(SELECTED TEXT)
● ● ●

For over half a decade Gore’s life at Edgewater had revolved around Alice Astor, John Latouche, and visits from his grandmother, as well as the refurbishing of the house and its transformation into a comfortable small mansion whose location on the river made it memorable. Most of the major people of those Edgewater years were now dead, distant, or disabled. The Newmans had not become part of the mise-en-scène until 1955. There were still minor improvements to be made on the house, though the problem of the small kitchen was never solved, even though it and the house had been well run for the last two years by the Wheelers, two of Alice’s servants whom Gore had employed after her death and whom Howard and Gore later fired when he found them more interested in adjusting the house to their own schedule than to that of its occupants. Starting in mid-1958 Gore’s life at Edgewater entered a second stage. His expansive world substantially widened. There were still some Bard College friends, especially the Weisses, and Bard College visitors, such as Robert Lowell, who came over. People visited regularly from New York, some of those he worked with on films or had worked with on television, and literary friends, including Louis Auchincloss, whom he saw, however, more frequently in town. But there were now, he discovered, more people in the country to visit and have visit him.

● ● ●

(SOURCE EXCERPT)
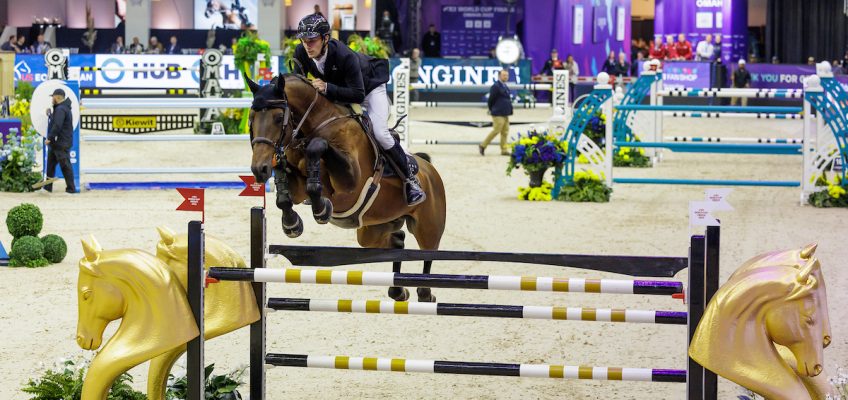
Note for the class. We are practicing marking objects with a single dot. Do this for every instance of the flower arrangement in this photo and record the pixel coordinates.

● ● ●

(PROMPT A) Do these statements agree with the passage about Gore's life at Edgewater? For each, answer yes or no and quote the deciding words. (i) The problem of the small kitchen was eventually solved. (ii) The Newmans became part of the mise-en-scène in 1955. (iii) Gore saw Louis Auchincloss more often in town.
(PROMPT B) In the passage about Gore's life at Edgewater, who ran the house during the last two years?
(PROMPT C) According to the passage about Gore's life at Edgewater, why did Howard and Gore fire the Wheelers?

(EXERCISE RESULT A)
(i) No: "the problem of the small kitchen was never solved"
(ii) Yes: "The Newmans had not become part of the mise-en-scène until 1955."
(iii) Yes: "whom he saw, however, more frequently in town"

(EXERCISE RESULT B) The Wheelers, two of Alice's servants whom Gore had employed after her death.

(EXERCISE RESULT C) The Wheelers were found to be more interested in adjusting the house to their own schedule than to that of its occupants.